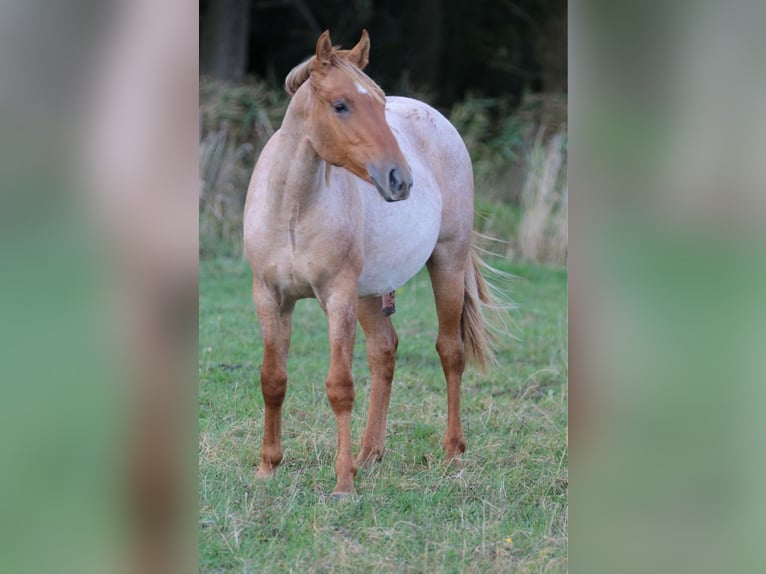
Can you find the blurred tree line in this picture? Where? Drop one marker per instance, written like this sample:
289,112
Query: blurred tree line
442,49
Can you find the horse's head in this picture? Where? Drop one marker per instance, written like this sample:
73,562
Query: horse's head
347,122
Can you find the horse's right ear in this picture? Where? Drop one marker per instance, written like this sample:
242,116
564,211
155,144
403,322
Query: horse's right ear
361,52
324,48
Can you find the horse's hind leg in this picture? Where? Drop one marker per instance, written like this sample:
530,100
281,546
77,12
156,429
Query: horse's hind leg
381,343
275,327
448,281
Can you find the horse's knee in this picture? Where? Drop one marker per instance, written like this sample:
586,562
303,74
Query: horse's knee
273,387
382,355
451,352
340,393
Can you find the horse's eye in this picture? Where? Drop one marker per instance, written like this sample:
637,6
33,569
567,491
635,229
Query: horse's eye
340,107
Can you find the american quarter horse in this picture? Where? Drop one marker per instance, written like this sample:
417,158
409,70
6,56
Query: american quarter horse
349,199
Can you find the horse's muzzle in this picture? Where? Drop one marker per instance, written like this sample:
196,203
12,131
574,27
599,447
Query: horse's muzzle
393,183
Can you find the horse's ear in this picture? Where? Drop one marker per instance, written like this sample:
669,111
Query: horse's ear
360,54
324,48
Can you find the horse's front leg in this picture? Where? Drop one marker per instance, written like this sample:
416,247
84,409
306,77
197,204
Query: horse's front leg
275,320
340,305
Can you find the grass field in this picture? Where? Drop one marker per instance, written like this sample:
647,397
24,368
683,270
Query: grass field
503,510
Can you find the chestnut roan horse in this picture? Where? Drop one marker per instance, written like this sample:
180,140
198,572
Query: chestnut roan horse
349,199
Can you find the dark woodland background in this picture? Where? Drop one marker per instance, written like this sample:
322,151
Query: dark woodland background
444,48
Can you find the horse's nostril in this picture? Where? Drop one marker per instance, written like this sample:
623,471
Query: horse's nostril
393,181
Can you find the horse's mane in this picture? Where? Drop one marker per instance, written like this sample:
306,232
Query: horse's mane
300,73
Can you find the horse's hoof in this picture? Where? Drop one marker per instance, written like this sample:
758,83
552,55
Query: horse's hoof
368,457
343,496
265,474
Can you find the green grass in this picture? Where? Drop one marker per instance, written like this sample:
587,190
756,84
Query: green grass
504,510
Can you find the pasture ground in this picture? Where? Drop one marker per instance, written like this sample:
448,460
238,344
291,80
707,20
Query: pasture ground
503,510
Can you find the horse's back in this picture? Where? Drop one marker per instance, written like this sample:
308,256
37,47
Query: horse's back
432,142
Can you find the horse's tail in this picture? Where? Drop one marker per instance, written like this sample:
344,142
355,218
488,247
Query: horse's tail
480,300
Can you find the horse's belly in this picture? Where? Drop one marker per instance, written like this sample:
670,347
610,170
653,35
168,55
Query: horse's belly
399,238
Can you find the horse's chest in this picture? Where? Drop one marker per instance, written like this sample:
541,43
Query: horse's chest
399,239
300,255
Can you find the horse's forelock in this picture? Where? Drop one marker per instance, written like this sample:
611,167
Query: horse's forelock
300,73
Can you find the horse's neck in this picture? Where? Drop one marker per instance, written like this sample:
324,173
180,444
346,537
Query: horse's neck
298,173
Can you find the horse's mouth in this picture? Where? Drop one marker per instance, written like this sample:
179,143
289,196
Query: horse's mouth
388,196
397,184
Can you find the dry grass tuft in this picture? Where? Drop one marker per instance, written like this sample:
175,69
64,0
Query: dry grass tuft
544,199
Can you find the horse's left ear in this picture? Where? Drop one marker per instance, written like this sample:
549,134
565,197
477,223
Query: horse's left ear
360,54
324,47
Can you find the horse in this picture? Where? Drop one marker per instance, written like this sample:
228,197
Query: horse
^^^^^^^^
» **TO BE DONE**: Express the whole listing above as a JSON list of strings, one string per line, with blank lines and the pictures left out.

» **WRITTEN REPLY**:
[
  "Can you find the blurred tree line in this picture? Where? Drop one marker per instance, written like this sample:",
  "289,112",
  "Query: blurred tree line",
  "442,49",
  "Can you find the horse's head in this picture? Where? Drop one marker per instance, written like this sample:",
  "73,562",
  "Query: horse's head",
  "347,122",
  "Can you find the horse's right ear in this picture? Where? Drop one marker per instance, written like this sample:",
  "242,116",
  "564,211",
  "155,144",
  "403,322",
  "Query: horse's right ear",
  "361,52",
  "324,48",
  "Can you find the horse's hind leg in this picture? Where? Drop one marker per instance, written like this sample:",
  "530,100",
  "281,546",
  "77,12",
  "156,429",
  "Query: horse's hind leg",
  "381,343",
  "275,327",
  "448,281",
  "Can you find the horse's knee in this picture? Where? Drop one marker per instance, written like this sample:",
  "586,562",
  "303,74",
  "Query: horse's knee",
  "273,387",
  "382,355",
  "451,352",
  "340,393",
  "Can you find the horse's eye in this picture? Where? Drop one marker per instance, written like this sample:",
  "637,6",
  "33,569",
  "567,491",
  "635,229",
  "Query: horse's eye",
  "340,107",
  "Can you find the american quarter horse in this picture? Where? Drop one marker per instance, written like this sample:",
  "417,158",
  "409,70",
  "6,56",
  "Query: american quarter horse",
  "349,199",
  "Can you find the horse's muzzle in this picture? Where? Drop one marker per instance, written like this sample:",
  "196,203",
  "12,131",
  "574,27",
  "599,447",
  "Query: horse's muzzle",
  "393,183",
  "Can you find the horse's ear in this picture? Where? Drop one marker per instance, written like this sample:",
  "669,111",
  "Query: horse's ear",
  "360,54",
  "324,48",
  "Can you find the horse's front leg in this picture? Where? Drop one marker per instance, written like this sample:",
  "416,247",
  "84,409",
  "306,77",
  "197,204",
  "Query: horse's front leg",
  "275,320",
  "340,305",
  "Can you find the grass field in this picture? Where? Drop one marker per instance, written like this sample:",
  "647,397",
  "24,368",
  "683,270",
  "Query: grass field",
  "503,510",
  "Can you find the chestnut roan horse in this picture? Where? Drop one marker per instance, written like this sample:",
  "180,140",
  "198,572",
  "Query: chestnut roan horse",
  "349,199",
  "Can you find the dark woodland background in this picture? Where? Drop one marker per instance, written like this sample:",
  "322,151",
  "Query: dark woodland background",
  "444,48",
  "Can you find the horse's nostril in this picture? Where? Drop one marker per instance, written like this sample:",
  "623,471",
  "Query: horse's nostril",
  "393,181",
  "Can you find the horse's mane in this picture? Where? Drop one marker per instance, written like this sample:",
  "306,232",
  "Query: horse's mane",
  "300,73",
  "Can you find the horse's hoof in this picture? Where? Drop one marker per instance, written like this sample:",
  "758,83",
  "552,55",
  "Query: horse's hoof",
  "368,457",
  "343,496",
  "265,474",
  "Can you find the green grass in this picture? Where? Drop one marker per instance, written like this sample:",
  "587,190",
  "756,84",
  "Query: green grass",
  "504,510",
  "Can you find the pasture ground in this picture? Where? Drop one marker per instance, written like this sample:",
  "448,460",
  "238,344",
  "291,80",
  "707,20",
  "Query: pasture ground",
  "503,510",
  "Can you find the horse's back in this picture? Where? Drop one marker per instance, written like this sample:",
  "308,256",
  "37,47",
  "Query: horse's back",
  "432,142",
  "Can you find the horse's tail in this picture? Where? Drop one marker per instance, written like this sample:",
  "344,142",
  "355,218",
  "488,247",
  "Query: horse's tail",
  "480,300",
  "Can you find the horse's belly in this picture? Where? Drop one marker per instance, written like this sample:",
  "670,347",
  "610,170",
  "653,35",
  "168,55",
  "Query: horse's belly",
  "399,238",
  "Can you find the horse's chest in this picture? Where? Drop one marker per instance, written like this sample:",
  "541,43",
  "Query: horse's chest",
  "399,239",
  "300,255",
  "Can you find the horse's forelock in this picture? Where? Drop one marker per instance, written like this sample:",
  "611,167",
  "Query: horse's forelock",
  "300,73",
  "Can you find the horse's neck in this picture? Where? Drop one marker per instance, written like this sample:",
  "324,173",
  "180,444",
  "346,537",
  "Query: horse's neck",
  "298,173",
  "Can you find the horse's mouth in this picture? Where? Drop one marker per instance, written like this sample:",
  "179,143",
  "289,196",
  "Query: horse's mouth",
  "388,196",
  "397,184",
  "Can you find the dry grass tuft in this picture? Where? Drop one marker per instance, written like this sample:",
  "175,69",
  "64,0",
  "Query: dry grass tuft",
  "544,199",
  "Can you find the horse's left ear in this picture? Where? Drop one marker per instance, written like this sample:",
  "549,134",
  "565,197",
  "477,223",
  "Query: horse's left ear",
  "360,54",
  "324,47",
  "Can you find the horse in this picture? Where? Drop one marker per instance, written like this sample:",
  "228,197",
  "Query: horse"
]